> Exercise objective
Where the word "below" occurs in a line of the data, return the whole line.

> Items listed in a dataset

↓↓↓

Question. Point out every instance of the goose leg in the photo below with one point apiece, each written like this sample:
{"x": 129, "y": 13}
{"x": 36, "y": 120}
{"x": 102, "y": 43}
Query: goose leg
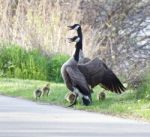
{"x": 74, "y": 102}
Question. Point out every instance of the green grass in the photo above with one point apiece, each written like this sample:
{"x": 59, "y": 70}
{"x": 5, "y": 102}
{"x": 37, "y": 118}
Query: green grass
{"x": 124, "y": 105}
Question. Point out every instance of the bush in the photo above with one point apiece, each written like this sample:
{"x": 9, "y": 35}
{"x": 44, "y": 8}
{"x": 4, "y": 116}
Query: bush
{"x": 16, "y": 62}
{"x": 54, "y": 67}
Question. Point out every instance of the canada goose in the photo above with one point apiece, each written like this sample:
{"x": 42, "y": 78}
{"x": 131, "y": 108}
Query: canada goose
{"x": 37, "y": 93}
{"x": 73, "y": 78}
{"x": 46, "y": 90}
{"x": 96, "y": 72}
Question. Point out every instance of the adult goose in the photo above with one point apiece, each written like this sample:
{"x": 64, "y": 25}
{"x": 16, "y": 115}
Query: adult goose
{"x": 96, "y": 71}
{"x": 73, "y": 78}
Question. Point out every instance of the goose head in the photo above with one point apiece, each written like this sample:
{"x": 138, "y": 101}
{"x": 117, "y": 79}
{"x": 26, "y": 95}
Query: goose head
{"x": 74, "y": 27}
{"x": 74, "y": 39}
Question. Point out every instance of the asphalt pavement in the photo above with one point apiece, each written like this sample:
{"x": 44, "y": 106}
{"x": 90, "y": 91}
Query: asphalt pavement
{"x": 22, "y": 118}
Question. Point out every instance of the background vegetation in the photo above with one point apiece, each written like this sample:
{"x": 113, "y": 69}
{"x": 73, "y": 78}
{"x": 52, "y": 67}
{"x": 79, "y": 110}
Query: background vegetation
{"x": 16, "y": 62}
{"x": 33, "y": 46}
{"x": 116, "y": 31}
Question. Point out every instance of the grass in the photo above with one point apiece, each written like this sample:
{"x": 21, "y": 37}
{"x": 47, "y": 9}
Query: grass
{"x": 125, "y": 105}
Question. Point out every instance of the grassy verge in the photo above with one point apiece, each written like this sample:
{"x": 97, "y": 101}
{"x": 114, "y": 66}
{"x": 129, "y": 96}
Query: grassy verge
{"x": 125, "y": 105}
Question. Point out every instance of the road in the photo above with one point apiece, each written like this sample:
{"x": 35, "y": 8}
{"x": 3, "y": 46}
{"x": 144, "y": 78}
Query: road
{"x": 22, "y": 118}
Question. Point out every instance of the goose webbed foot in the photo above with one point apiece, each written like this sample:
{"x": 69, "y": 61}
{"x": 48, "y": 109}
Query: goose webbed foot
{"x": 74, "y": 102}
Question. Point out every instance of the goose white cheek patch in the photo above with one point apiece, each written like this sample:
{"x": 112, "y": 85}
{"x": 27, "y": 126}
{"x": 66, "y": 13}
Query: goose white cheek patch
{"x": 77, "y": 40}
{"x": 76, "y": 28}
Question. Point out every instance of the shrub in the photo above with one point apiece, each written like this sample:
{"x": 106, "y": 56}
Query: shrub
{"x": 144, "y": 90}
{"x": 54, "y": 67}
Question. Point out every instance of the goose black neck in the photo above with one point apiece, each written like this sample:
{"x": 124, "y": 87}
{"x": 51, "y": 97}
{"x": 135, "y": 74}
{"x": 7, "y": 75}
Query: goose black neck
{"x": 79, "y": 31}
{"x": 77, "y": 51}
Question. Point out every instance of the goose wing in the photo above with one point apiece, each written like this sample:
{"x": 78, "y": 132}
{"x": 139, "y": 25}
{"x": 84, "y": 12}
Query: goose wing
{"x": 78, "y": 80}
{"x": 96, "y": 72}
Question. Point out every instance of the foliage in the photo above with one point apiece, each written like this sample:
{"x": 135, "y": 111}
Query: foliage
{"x": 17, "y": 62}
{"x": 54, "y": 67}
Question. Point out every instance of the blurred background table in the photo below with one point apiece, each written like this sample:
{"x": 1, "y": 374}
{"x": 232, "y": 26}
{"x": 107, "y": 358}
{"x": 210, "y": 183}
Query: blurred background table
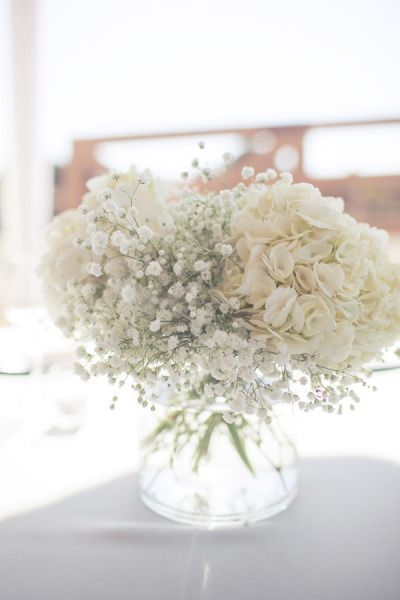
{"x": 72, "y": 525}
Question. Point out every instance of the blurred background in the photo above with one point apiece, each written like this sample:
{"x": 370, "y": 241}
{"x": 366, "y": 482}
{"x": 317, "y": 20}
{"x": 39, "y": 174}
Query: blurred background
{"x": 311, "y": 87}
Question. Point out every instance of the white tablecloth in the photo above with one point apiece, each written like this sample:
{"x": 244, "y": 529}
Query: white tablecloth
{"x": 340, "y": 540}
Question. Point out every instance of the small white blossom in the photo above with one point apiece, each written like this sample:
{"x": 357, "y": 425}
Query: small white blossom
{"x": 247, "y": 172}
{"x": 154, "y": 268}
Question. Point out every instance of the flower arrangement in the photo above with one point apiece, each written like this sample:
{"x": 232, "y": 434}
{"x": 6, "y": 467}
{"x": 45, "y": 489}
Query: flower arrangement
{"x": 245, "y": 295}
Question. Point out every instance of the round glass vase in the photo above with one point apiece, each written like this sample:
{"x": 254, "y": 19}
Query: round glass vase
{"x": 198, "y": 469}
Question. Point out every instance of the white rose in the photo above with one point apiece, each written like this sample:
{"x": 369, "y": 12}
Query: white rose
{"x": 304, "y": 277}
{"x": 329, "y": 277}
{"x": 318, "y": 317}
{"x": 282, "y": 311}
{"x": 279, "y": 262}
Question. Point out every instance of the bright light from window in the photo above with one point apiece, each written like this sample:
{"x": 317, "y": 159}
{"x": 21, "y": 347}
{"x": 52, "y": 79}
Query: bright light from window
{"x": 343, "y": 151}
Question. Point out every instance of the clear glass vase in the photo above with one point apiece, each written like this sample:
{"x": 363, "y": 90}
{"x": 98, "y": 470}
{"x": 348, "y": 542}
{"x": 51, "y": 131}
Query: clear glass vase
{"x": 198, "y": 469}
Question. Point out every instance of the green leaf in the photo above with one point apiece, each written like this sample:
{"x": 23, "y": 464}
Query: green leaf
{"x": 204, "y": 443}
{"x": 239, "y": 446}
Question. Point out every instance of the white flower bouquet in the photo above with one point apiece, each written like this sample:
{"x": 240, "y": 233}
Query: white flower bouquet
{"x": 252, "y": 296}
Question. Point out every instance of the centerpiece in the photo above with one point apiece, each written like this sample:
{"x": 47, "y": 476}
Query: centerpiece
{"x": 223, "y": 310}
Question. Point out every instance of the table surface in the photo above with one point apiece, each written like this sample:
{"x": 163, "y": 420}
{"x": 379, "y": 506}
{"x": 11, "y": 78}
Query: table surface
{"x": 73, "y": 528}
{"x": 339, "y": 540}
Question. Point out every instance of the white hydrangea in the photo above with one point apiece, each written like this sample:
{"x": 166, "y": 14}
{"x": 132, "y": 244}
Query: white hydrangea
{"x": 248, "y": 295}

↑↑↑

> Output for this task
Question. Point out every instance of the goose leg in the photo below with one point apiece, each written like this sample:
Question. Point out every instance of the blurred background table in the photo below with one point apiece, each written like this sample:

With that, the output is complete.